Exercise material START

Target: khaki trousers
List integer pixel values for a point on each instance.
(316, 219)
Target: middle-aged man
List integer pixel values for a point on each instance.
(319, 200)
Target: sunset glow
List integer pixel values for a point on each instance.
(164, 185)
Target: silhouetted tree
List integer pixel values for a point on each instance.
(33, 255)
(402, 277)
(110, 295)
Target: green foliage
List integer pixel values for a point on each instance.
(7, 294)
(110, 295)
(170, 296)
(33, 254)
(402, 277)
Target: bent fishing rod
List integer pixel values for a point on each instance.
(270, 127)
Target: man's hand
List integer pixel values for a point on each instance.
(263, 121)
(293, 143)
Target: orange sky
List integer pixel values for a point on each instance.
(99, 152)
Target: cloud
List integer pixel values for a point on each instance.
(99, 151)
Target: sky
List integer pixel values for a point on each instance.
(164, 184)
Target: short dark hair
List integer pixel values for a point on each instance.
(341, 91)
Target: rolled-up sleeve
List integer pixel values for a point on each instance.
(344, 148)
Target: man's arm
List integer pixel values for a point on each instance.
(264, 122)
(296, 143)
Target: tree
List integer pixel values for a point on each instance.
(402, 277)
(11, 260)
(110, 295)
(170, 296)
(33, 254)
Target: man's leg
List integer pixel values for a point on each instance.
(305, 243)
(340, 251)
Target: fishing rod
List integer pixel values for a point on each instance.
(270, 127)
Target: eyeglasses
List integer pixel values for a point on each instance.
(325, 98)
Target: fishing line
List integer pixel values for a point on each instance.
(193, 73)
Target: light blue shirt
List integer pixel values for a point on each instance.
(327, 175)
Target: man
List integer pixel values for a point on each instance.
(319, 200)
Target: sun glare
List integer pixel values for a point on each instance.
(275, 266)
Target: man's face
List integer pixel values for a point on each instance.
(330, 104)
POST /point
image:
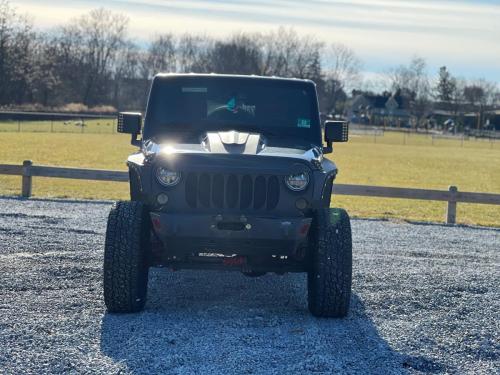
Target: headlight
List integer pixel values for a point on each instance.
(297, 182)
(166, 177)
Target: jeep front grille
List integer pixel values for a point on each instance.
(232, 191)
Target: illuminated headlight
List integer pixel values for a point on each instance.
(166, 177)
(297, 182)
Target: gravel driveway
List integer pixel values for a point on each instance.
(426, 300)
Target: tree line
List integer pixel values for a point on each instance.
(92, 61)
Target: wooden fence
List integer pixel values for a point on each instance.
(452, 195)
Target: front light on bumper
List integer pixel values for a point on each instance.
(166, 177)
(297, 182)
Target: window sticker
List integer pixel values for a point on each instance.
(303, 123)
(195, 89)
(231, 105)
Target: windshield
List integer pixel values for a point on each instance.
(196, 104)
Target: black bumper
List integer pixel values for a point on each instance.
(187, 234)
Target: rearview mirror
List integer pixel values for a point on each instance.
(335, 131)
(130, 123)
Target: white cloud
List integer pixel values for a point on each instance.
(461, 34)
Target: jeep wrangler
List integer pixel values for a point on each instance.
(230, 175)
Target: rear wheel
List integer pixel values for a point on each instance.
(126, 255)
(330, 273)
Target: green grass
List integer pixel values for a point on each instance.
(473, 166)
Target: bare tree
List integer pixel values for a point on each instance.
(445, 86)
(193, 53)
(413, 82)
(241, 54)
(97, 37)
(342, 71)
(481, 95)
(161, 56)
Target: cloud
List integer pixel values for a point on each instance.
(462, 34)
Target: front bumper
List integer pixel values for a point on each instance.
(189, 234)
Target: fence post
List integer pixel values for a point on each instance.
(26, 180)
(451, 212)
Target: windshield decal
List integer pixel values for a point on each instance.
(303, 123)
(231, 105)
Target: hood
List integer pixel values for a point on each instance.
(237, 143)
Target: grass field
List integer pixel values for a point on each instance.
(389, 160)
(74, 125)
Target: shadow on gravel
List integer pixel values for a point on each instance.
(214, 322)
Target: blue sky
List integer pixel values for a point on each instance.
(464, 35)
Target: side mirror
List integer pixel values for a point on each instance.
(335, 131)
(130, 123)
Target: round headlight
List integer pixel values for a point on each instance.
(166, 177)
(297, 182)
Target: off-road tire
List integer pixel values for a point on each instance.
(126, 254)
(330, 274)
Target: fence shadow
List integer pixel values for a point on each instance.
(214, 322)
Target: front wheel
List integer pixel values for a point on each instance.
(330, 272)
(126, 251)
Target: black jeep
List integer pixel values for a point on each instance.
(230, 175)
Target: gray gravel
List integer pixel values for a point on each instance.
(426, 300)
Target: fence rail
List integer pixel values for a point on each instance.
(27, 171)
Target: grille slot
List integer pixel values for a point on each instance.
(232, 191)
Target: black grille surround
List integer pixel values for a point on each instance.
(232, 191)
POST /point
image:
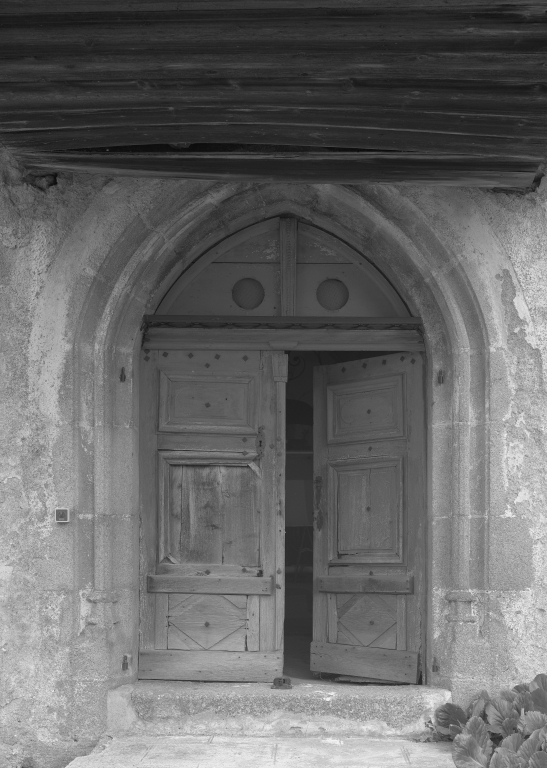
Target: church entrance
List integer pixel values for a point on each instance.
(282, 467)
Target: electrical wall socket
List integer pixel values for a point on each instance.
(62, 515)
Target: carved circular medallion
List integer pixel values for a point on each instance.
(248, 293)
(332, 294)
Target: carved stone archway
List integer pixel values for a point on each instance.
(127, 281)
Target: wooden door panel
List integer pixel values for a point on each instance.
(368, 507)
(207, 622)
(200, 403)
(199, 523)
(370, 410)
(368, 521)
(222, 666)
(214, 570)
(367, 620)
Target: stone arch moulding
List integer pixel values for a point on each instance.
(186, 221)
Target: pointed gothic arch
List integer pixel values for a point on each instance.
(459, 321)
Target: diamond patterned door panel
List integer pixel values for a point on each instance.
(369, 521)
(207, 622)
(213, 597)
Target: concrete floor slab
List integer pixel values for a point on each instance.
(268, 752)
(319, 708)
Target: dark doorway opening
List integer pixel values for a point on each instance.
(299, 505)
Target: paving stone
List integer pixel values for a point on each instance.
(318, 708)
(255, 752)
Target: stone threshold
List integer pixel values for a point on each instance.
(265, 752)
(319, 708)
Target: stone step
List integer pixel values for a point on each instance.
(318, 708)
(266, 752)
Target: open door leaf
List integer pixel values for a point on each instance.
(498, 711)
(531, 721)
(504, 758)
(513, 743)
(468, 753)
(476, 728)
(539, 697)
(539, 760)
(539, 681)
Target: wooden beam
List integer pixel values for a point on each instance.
(55, 7)
(308, 167)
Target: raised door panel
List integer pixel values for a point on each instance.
(367, 511)
(371, 410)
(210, 512)
(219, 404)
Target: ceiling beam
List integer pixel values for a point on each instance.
(308, 167)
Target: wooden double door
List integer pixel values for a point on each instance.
(212, 491)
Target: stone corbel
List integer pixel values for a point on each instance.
(462, 604)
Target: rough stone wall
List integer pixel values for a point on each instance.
(56, 644)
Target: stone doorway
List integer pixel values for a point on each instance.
(280, 284)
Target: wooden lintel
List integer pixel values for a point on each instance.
(305, 167)
(409, 340)
(252, 666)
(277, 321)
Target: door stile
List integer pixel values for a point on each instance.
(280, 363)
(321, 520)
(148, 394)
(272, 466)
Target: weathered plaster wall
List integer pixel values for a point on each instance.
(70, 258)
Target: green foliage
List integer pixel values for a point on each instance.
(504, 731)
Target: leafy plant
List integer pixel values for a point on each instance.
(504, 731)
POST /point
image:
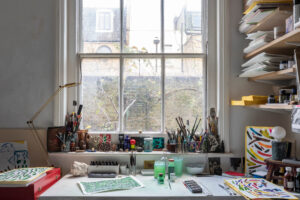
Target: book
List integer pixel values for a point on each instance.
(266, 57)
(254, 98)
(267, 4)
(258, 188)
(22, 177)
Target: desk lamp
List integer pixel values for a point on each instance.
(31, 124)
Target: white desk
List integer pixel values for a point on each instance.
(67, 189)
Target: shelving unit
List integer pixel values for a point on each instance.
(274, 19)
(272, 107)
(283, 45)
(278, 76)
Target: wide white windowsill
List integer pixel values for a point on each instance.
(117, 153)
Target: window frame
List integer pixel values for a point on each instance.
(111, 16)
(162, 56)
(68, 62)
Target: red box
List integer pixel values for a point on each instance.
(32, 191)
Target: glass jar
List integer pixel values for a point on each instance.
(288, 181)
(148, 144)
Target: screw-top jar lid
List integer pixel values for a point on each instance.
(288, 169)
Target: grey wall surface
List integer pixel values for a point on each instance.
(27, 42)
(241, 117)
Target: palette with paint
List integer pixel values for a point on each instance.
(258, 147)
(257, 188)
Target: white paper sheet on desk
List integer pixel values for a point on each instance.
(106, 185)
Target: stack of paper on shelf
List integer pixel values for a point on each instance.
(253, 18)
(261, 64)
(250, 100)
(259, 10)
(258, 39)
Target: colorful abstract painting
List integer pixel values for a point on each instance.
(258, 147)
(106, 185)
(13, 155)
(22, 176)
(258, 188)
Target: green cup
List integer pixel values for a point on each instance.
(159, 167)
(178, 166)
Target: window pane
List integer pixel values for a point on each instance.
(100, 29)
(142, 95)
(184, 94)
(100, 94)
(141, 26)
(183, 26)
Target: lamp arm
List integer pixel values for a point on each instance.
(44, 105)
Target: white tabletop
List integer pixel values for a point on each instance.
(67, 188)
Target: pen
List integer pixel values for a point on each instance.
(228, 191)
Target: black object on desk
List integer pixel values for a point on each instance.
(192, 186)
(101, 175)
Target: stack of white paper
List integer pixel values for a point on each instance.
(262, 64)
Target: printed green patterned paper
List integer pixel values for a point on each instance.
(126, 183)
(22, 175)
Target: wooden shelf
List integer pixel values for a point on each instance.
(280, 45)
(276, 18)
(282, 75)
(271, 107)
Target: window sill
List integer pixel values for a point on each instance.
(116, 153)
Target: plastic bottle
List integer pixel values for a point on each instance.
(171, 168)
(288, 181)
(281, 174)
(126, 143)
(297, 181)
(132, 144)
(161, 178)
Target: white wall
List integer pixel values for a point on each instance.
(27, 62)
(242, 117)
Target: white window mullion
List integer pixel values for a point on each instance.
(162, 67)
(121, 89)
(121, 102)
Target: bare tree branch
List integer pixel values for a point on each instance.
(127, 108)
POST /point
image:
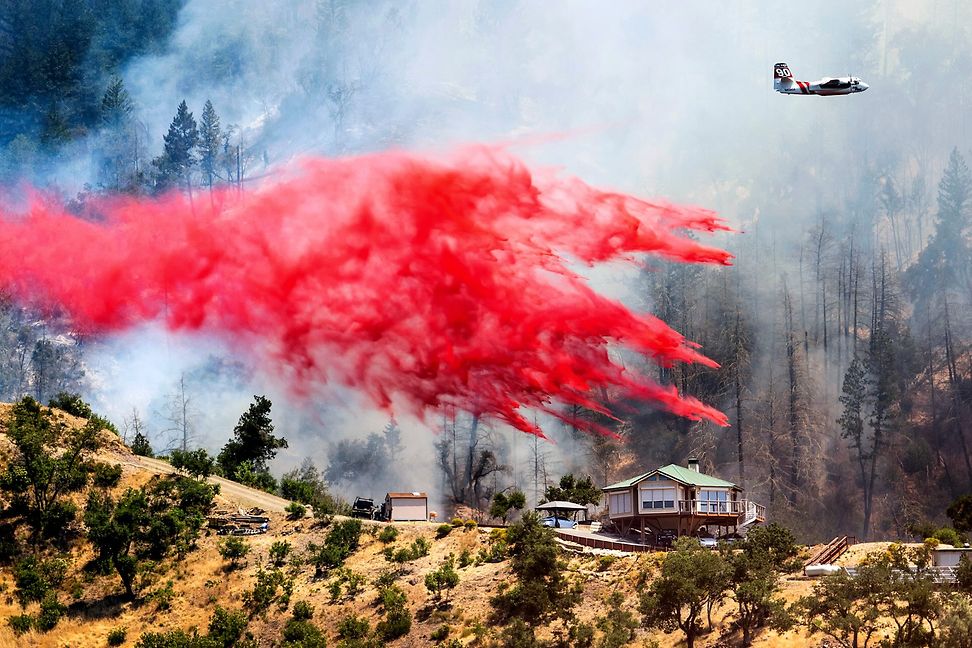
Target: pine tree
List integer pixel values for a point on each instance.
(118, 145)
(210, 143)
(116, 104)
(945, 260)
(177, 159)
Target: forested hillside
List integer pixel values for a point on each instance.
(843, 330)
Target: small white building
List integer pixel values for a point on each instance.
(949, 556)
(407, 507)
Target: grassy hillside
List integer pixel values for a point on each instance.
(184, 593)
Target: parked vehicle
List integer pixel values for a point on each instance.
(665, 539)
(558, 522)
(363, 508)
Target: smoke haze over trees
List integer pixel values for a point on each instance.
(842, 330)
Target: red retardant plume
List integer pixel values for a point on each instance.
(422, 283)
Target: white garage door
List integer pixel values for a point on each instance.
(404, 510)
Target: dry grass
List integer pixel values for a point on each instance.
(201, 582)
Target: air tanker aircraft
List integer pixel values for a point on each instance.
(784, 82)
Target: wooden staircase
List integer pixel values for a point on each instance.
(830, 552)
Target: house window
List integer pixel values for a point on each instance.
(713, 501)
(619, 503)
(657, 498)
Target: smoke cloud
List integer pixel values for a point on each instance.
(423, 283)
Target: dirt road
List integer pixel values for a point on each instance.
(231, 490)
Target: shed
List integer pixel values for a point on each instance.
(407, 507)
(948, 556)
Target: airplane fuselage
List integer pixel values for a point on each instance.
(783, 82)
(825, 87)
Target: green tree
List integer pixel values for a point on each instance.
(755, 586)
(444, 578)
(955, 628)
(234, 550)
(691, 579)
(118, 145)
(197, 463)
(50, 461)
(772, 543)
(504, 503)
(618, 625)
(141, 446)
(944, 261)
(175, 164)
(210, 143)
(841, 608)
(73, 404)
(542, 592)
(572, 489)
(226, 627)
(901, 584)
(306, 486)
(245, 456)
(144, 525)
(960, 513)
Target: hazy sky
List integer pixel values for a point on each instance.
(661, 99)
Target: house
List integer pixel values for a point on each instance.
(406, 507)
(679, 500)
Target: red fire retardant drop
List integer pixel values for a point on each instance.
(423, 283)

Exercise material END

Above are the records. Print exactly, and only, the lines from the line with "Target: stone threshold" to the line with "Target: stone doorway", both inclusive.

Target: stone threshold
List integer pixel values for a point on each instance.
(265, 752)
(319, 708)
Target: stone step
List integer pixel values for a point on each instance.
(318, 708)
(266, 752)
Target: open door leaf
List integer pixel values for a point on each instance.
(498, 711)
(531, 721)
(504, 758)
(513, 743)
(468, 753)
(476, 728)
(539, 697)
(539, 760)
(539, 681)
Target: wooden beam
List integer pixel values for a point on each instance.
(55, 7)
(308, 167)
Target: raised door panel
List integer pixel values for a point on each instance.
(367, 511)
(371, 410)
(210, 512)
(219, 404)
Target: ceiling beam
List integer pixel values for a point on each instance.
(308, 167)
Target: wooden double door
List integer pixel values for a point on each instance.
(212, 491)
Target: stone corbel
List integer pixel values for a point on each instance.
(462, 604)
Target: rough stone wall
List integer pixel values for a point on each instance.
(56, 644)
Target: stone doorway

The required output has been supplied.